Dataset items:
^^^^^^^^

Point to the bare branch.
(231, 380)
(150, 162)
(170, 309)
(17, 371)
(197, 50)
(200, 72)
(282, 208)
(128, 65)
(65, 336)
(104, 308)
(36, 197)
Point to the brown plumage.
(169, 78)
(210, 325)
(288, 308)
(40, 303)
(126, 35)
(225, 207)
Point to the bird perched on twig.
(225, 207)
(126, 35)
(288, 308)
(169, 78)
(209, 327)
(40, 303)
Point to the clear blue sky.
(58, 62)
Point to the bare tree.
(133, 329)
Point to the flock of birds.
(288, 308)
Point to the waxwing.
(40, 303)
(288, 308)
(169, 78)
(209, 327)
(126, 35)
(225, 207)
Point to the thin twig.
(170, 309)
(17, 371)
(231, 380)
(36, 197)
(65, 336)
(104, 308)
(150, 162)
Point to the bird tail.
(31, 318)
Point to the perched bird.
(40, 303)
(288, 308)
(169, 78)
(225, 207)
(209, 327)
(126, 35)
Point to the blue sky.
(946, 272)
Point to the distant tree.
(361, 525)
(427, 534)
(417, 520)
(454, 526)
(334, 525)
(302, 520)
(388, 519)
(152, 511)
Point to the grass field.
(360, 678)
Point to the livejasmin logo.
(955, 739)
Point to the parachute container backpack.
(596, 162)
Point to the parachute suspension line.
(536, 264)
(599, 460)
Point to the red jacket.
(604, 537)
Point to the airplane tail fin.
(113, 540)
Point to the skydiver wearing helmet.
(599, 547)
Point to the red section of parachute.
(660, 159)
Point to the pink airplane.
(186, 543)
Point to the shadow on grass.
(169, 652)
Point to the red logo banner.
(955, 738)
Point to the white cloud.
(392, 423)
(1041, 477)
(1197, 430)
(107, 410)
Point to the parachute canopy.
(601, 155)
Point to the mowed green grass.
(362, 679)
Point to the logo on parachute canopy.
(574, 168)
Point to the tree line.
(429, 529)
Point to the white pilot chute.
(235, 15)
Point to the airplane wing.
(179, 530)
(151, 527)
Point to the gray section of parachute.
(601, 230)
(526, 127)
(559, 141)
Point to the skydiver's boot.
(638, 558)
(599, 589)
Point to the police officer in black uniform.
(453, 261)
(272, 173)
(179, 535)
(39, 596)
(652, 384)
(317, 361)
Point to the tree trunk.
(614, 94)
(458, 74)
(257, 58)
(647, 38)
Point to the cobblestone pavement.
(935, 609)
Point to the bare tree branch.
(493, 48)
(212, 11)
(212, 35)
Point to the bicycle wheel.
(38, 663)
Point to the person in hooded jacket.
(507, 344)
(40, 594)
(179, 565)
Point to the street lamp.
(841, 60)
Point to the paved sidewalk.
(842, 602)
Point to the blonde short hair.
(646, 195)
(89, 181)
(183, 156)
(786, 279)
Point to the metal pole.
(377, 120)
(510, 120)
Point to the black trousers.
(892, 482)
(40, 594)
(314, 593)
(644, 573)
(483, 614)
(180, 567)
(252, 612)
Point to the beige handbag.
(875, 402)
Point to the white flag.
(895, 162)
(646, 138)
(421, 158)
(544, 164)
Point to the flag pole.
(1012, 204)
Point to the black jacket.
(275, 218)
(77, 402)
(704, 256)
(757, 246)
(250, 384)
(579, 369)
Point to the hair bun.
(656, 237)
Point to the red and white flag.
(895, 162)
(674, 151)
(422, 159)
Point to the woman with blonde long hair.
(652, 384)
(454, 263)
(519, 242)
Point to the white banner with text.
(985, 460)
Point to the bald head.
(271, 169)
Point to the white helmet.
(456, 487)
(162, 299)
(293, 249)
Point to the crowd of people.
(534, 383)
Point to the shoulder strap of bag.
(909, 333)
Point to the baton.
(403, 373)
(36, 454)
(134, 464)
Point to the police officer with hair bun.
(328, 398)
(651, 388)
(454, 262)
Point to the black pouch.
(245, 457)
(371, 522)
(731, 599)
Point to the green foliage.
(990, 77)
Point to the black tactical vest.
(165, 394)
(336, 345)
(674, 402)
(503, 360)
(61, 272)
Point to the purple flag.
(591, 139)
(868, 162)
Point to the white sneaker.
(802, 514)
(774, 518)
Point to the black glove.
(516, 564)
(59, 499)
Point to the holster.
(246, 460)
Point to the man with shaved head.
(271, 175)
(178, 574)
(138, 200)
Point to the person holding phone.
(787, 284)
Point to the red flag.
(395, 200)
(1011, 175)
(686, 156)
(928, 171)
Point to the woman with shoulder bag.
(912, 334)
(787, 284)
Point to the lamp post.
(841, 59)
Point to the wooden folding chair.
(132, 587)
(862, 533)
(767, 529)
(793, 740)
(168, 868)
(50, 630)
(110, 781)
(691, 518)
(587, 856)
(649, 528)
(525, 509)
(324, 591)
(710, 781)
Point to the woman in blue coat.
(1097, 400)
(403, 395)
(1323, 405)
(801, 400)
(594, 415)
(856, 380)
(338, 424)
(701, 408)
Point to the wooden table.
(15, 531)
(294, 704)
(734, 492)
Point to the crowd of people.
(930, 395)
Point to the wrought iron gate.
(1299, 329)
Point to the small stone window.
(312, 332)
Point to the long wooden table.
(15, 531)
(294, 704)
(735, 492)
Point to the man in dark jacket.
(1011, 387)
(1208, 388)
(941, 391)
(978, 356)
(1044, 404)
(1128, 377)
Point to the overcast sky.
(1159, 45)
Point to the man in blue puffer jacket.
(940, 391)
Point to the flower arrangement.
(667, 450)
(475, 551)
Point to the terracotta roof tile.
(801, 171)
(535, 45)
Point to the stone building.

^^^^^^^^

§ **Aim**:
Copy every line exactly. Leave nothing out.

§ **Response to this task**:
Point to the bare branch.
(231, 380)
(150, 162)
(170, 309)
(17, 371)
(197, 50)
(200, 72)
(282, 208)
(128, 65)
(65, 336)
(104, 308)
(36, 197)
Point to the brown plumage.
(169, 78)
(210, 325)
(288, 308)
(40, 303)
(126, 35)
(225, 207)
Point to the bird perched on twig.
(225, 207)
(126, 35)
(288, 308)
(169, 78)
(209, 327)
(40, 303)
Point to the clear blue sky.
(58, 62)
Point to the bare tree.
(133, 329)
Point to the flock of birds.
(288, 308)
Point to the waxwing.
(40, 303)
(288, 308)
(169, 78)
(209, 327)
(126, 35)
(225, 207)
Point to the thin twig.
(170, 309)
(17, 371)
(231, 380)
(36, 197)
(65, 336)
(104, 308)
(150, 162)
Point to the bird tail.
(31, 318)
Point to the perched bird.
(40, 303)
(288, 308)
(169, 78)
(225, 207)
(209, 327)
(126, 35)
Point to the blue sky.
(946, 272)
Point to the distant tree.
(361, 525)
(427, 534)
(417, 520)
(454, 526)
(334, 525)
(302, 520)
(388, 519)
(152, 511)
Point to the grass field.
(360, 678)
Point to the livejasmin logo.
(955, 739)
Point to the parachute container backpack.
(596, 162)
Point to the parachute suspension line.
(536, 264)
(599, 460)
Point to the red jacket.
(604, 537)
Point to the airplane tail fin.
(113, 540)
Point to the skydiver wearing helmet.
(599, 547)
Point to the red section of parachute.
(660, 159)
Point to the pink airplane.
(186, 543)
Point to the shadow on grass.
(169, 652)
Point to the red logo banner.
(955, 738)
Point to the white cloud.
(392, 423)
(1041, 477)
(1197, 430)
(107, 410)
Point to the parachute canopy.
(601, 155)
Point to the mowed green grass.
(362, 679)
Point to the logo on parachute canopy.
(574, 168)
Point to the tree line.
(429, 529)
Point to the white pilot chute.
(235, 15)
Point to the airplane wing.
(179, 530)
(151, 527)
Point to the gray section of parachute.
(601, 230)
(526, 127)
(559, 141)
Point to the skydiver's boot.
(638, 558)
(599, 589)
Point to the police officer in black uniform.
(453, 261)
(272, 173)
(179, 535)
(39, 596)
(652, 384)
(317, 361)
Point to the tree trunk.
(614, 94)
(458, 74)
(257, 58)
(647, 38)
Point to the cobblestone pavement.
(935, 609)
Point to the bare tree branch.
(493, 48)
(212, 11)
(212, 35)
Point to the bicycle wheel.
(38, 663)
Point to the person in hooded jacket.
(507, 344)
(40, 594)
(179, 565)
Point to the street lamp.
(841, 60)
Point to the paved sidewalk.
(842, 602)
Point to the blonde short hair.
(646, 195)
(89, 181)
(183, 156)
(786, 279)
Point to the metal pole.
(377, 120)
(510, 120)
Point to the black trousers.
(892, 482)
(40, 594)
(314, 593)
(644, 573)
(483, 614)
(180, 567)
(252, 612)
Point to the beige handbag.
(875, 402)
Point to the white flag.
(895, 162)
(646, 138)
(421, 158)
(544, 164)
Point to the flag pole.
(1012, 204)
Point to the black jacket.
(275, 218)
(77, 402)
(704, 256)
(757, 246)
(250, 384)
(579, 369)
Point to the hair bun.
(656, 237)
Point to the red and white flag.
(895, 162)
(674, 151)
(422, 159)
Point to the woman with blonde long hair.
(652, 384)
(454, 263)
(519, 242)
Point to the white banner with text.
(985, 460)
Point to the bald head.
(271, 169)
Point to the white helmet.
(456, 487)
(162, 299)
(293, 249)
Point to the crowd of people.
(534, 383)
Point to the shoulder strap of bag.
(909, 333)
Point to the baton.
(403, 373)
(36, 454)
(134, 464)
Point to the police officer with hair bun.
(328, 398)
(651, 388)
(454, 262)
Point to the black pouch.
(245, 457)
(371, 522)
(731, 599)
Point to the green foliage.
(990, 77)
Point to the black tactical vest.
(165, 394)
(336, 345)
(674, 402)
(503, 360)
(61, 272)
Point to the purple flag.
(591, 139)
(868, 162)
Point to the white sneaker.
(802, 514)
(774, 518)
Point to the black glove.
(516, 564)
(59, 499)
Point to the holster.
(246, 460)
Point to the man with shaved head.
(271, 175)
(178, 574)
(138, 200)
Point to the person holding phone.
(787, 284)
Point to the red flag.
(395, 200)
(1011, 175)
(686, 156)
(928, 171)
Point to the woman with shoulder bag.
(912, 334)
(787, 284)
Point to the lamp post.
(841, 59)
Point to the wooden folding chair.
(132, 587)
(862, 533)
(767, 529)
(793, 740)
(168, 868)
(50, 630)
(110, 781)
(691, 518)
(587, 856)
(649, 528)
(525, 509)
(324, 591)
(710, 781)
Point to the woman in blue coat.
(1097, 400)
(403, 395)
(1323, 405)
(801, 400)
(594, 415)
(856, 380)
(338, 424)
(701, 408)
Point to the wooden table.
(15, 531)
(294, 704)
(734, 492)
Point to the crowd of people.
(930, 395)
Point to the wrought iron gate.
(1299, 329)
Point to the small stone window.
(312, 332)
Point to the long wooden table.
(15, 531)
(294, 704)
(735, 492)
Point to the man in dark jacket.
(1011, 387)
(1208, 388)
(941, 391)
(978, 356)
(1044, 404)
(1128, 377)
Point to the overcast sky.
(1159, 45)
Point to the man in blue puffer jacket.
(940, 391)
Point to the flower arrangement.
(667, 450)
(475, 551)
Point to the terracotta roof tile.
(801, 171)
(535, 45)
Point to the stone building.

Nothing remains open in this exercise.